─── Supplied records

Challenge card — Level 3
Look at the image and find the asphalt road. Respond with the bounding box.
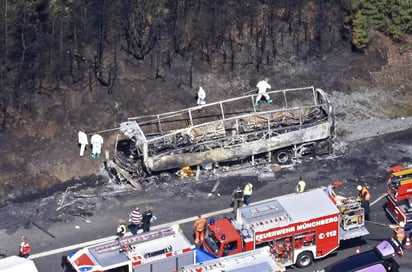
[0,129,412,272]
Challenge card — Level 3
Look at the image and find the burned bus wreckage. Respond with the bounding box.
[110,87,335,185]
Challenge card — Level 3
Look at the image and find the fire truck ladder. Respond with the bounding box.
[94,227,175,254]
[338,197,364,230]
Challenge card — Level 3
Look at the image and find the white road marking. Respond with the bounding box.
[29,190,386,259]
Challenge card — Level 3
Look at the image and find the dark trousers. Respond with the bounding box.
[361,200,370,221]
[142,222,150,232]
[127,224,141,235]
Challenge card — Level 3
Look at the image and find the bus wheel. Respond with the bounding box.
[296,251,313,268]
[272,149,292,164]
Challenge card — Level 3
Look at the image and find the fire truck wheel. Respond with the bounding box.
[296,251,313,268]
[272,149,292,164]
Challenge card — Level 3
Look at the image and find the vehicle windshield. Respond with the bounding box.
[205,230,220,255]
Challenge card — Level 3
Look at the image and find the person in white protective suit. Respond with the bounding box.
[255,78,273,106]
[90,134,103,159]
[197,87,206,106]
[78,131,89,156]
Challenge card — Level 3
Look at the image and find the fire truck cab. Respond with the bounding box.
[385,165,412,229]
[62,227,196,272]
[179,246,286,272]
[203,189,369,267]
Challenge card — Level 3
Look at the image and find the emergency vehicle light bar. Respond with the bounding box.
[95,227,175,254]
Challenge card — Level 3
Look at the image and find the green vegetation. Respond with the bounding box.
[342,0,412,50]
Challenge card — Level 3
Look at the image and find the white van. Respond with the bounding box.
[0,256,39,272]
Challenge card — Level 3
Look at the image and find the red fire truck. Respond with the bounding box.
[62,227,196,272]
[203,189,369,267]
[179,246,286,272]
[385,165,412,229]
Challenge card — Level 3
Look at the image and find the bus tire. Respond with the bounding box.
[296,251,313,268]
[272,149,292,164]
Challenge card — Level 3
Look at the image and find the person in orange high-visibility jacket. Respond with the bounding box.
[356,185,371,221]
[193,215,206,245]
[19,236,31,258]
[389,221,405,246]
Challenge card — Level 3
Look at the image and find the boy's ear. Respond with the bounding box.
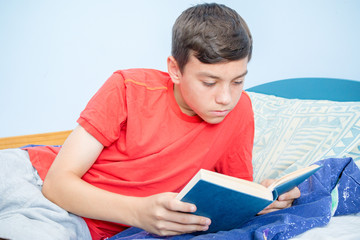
[167,56,181,84]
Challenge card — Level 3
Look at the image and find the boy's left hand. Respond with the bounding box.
[258,179,301,215]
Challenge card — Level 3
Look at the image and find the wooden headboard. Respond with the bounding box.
[0,130,71,149]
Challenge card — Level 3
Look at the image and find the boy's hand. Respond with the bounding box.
[135,193,211,236]
[258,179,301,215]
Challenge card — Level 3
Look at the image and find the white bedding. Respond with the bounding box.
[249,92,360,240]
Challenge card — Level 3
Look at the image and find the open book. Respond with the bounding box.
[176,165,320,233]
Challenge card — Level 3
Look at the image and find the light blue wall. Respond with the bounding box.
[0,0,360,137]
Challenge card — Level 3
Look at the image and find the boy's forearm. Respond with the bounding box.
[42,173,139,225]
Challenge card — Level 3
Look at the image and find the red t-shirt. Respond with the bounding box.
[28,69,254,239]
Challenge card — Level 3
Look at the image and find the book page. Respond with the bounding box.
[268,164,319,190]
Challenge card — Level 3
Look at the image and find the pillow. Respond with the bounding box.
[248,92,360,182]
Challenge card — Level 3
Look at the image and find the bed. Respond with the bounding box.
[0,78,360,239]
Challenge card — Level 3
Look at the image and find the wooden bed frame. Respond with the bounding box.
[0,130,71,149]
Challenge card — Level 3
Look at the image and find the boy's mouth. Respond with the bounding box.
[210,110,230,117]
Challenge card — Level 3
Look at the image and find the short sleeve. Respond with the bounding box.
[77,72,127,146]
[215,94,255,181]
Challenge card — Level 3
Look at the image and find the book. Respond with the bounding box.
[176,165,321,234]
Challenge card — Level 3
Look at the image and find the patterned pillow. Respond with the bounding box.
[248,92,360,182]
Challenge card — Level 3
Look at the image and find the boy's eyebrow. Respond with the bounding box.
[199,70,248,80]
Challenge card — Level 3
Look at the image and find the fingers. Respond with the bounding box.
[258,187,301,215]
[278,187,301,201]
[139,193,211,236]
[155,213,211,236]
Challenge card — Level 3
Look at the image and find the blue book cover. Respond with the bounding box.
[177,165,320,234]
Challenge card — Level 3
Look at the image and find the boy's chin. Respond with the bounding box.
[202,117,225,124]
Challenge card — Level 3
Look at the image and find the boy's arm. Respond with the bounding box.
[258,179,301,215]
[42,126,210,235]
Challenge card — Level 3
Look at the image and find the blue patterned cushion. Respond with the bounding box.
[248,92,360,182]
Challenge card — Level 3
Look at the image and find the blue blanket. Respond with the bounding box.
[111,158,360,240]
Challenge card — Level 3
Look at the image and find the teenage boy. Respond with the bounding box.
[0,4,300,239]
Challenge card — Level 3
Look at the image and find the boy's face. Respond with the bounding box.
[168,55,248,124]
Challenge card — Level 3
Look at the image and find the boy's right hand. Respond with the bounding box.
[134,193,211,236]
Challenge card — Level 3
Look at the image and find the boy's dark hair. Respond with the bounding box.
[171,3,252,71]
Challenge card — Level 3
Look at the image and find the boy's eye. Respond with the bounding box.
[234,81,244,85]
[203,82,215,87]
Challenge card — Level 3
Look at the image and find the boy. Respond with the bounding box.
[0,4,300,239]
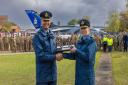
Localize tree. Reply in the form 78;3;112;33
106;11;121;32
120;11;128;31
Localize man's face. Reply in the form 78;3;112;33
80;27;90;35
42;19;51;30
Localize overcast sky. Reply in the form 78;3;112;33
0;0;125;27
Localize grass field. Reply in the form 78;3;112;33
112;52;128;85
0;53;100;85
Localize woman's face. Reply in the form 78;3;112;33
80;27;90;35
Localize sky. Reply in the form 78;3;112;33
0;0;126;28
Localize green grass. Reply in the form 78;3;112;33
112;52;128;85
0;53;100;85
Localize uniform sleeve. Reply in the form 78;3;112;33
76;42;97;62
63;53;76;60
32;36;55;62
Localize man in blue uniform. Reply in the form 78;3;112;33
122;32;128;52
63;19;97;85
33;11;62;85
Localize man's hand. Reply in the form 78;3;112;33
56;53;63;61
70;47;76;53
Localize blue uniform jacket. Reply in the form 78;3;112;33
64;36;97;85
32;28;57;82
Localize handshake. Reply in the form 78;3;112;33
56;53;64;61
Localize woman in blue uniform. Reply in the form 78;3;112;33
63;19;97;85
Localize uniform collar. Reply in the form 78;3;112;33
40;27;54;38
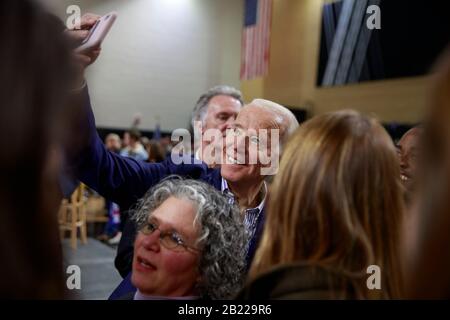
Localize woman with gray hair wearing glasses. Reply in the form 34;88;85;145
128;177;248;300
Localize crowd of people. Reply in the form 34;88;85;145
0;0;450;300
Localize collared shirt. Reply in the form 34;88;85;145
134;289;199;300
222;178;267;237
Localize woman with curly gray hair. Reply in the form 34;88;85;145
127;177;248;299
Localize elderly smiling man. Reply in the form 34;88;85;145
72;11;298;298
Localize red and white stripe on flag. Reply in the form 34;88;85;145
241;0;272;80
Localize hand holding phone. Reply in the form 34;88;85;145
75;12;117;53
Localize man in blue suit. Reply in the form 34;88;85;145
69;13;298;293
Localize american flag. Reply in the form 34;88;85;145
241;0;272;80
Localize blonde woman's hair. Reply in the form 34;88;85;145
250;111;404;298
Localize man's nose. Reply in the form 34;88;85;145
142;230;161;252
220;117;235;134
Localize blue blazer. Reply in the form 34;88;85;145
76;89;264;295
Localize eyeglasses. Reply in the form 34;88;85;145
139;221;199;252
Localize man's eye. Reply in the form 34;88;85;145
147;222;158;232
250;136;259;144
170;233;184;245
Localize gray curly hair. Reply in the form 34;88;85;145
191;85;244;128
133;176;249;299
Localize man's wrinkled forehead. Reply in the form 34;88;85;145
235;104;283;130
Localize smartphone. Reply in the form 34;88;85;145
75;12;117;52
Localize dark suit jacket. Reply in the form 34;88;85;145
76;89;264;298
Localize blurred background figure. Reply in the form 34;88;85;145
120;129;148;161
406;50;450;299
144;140;166;162
0;0;77;299
241;111;403;299
122;131;130;150
97;133;122;245
396;126;423;202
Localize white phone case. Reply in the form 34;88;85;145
75;12;117;52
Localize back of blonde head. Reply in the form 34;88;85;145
251;111;403;298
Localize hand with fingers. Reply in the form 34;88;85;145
65;13;101;85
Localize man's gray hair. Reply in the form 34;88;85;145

──────

Rewrite the lines from the one containing "Localize man's eye." through the end of the items, inclusive, keeping every line and lowering each bounding-box coordinate in the answers by 52.

Localize man's eye. Reply in the form 34;88;85;145
95;170;106;180
198;84;207;92
118;181;132;193
Localize gray curly hair. Reply in the form 34;88;85;145
139;33;192;76
81;124;197;247
Localize man's wrinkled forehead. Reply in the form 34;88;85;145
183;52;231;78
Localize smartphone. Reply in the form 34;88;85;145
23;-40;65;0
Localize dark suit jacket. Reply in the form 34;88;85;145
24;37;212;246
Localize blurred background figure. Reply in the form 34;88;85;145
68;77;96;109
354;-2;398;247
92;88;114;110
-52;-52;25;247
189;59;351;247
70;79;78;98
45;81;70;193
344;74;371;150
Localize white phone case. Reply in the form 34;88;85;145
23;-40;65;0
Localize back of blonde head. Reply in the form 34;88;85;145
199;59;351;246
Localize hand with fingers. Reply in the form 34;88;85;145
13;-39;49;33
Localize man's gray hair. Reply in the form 34;88;85;145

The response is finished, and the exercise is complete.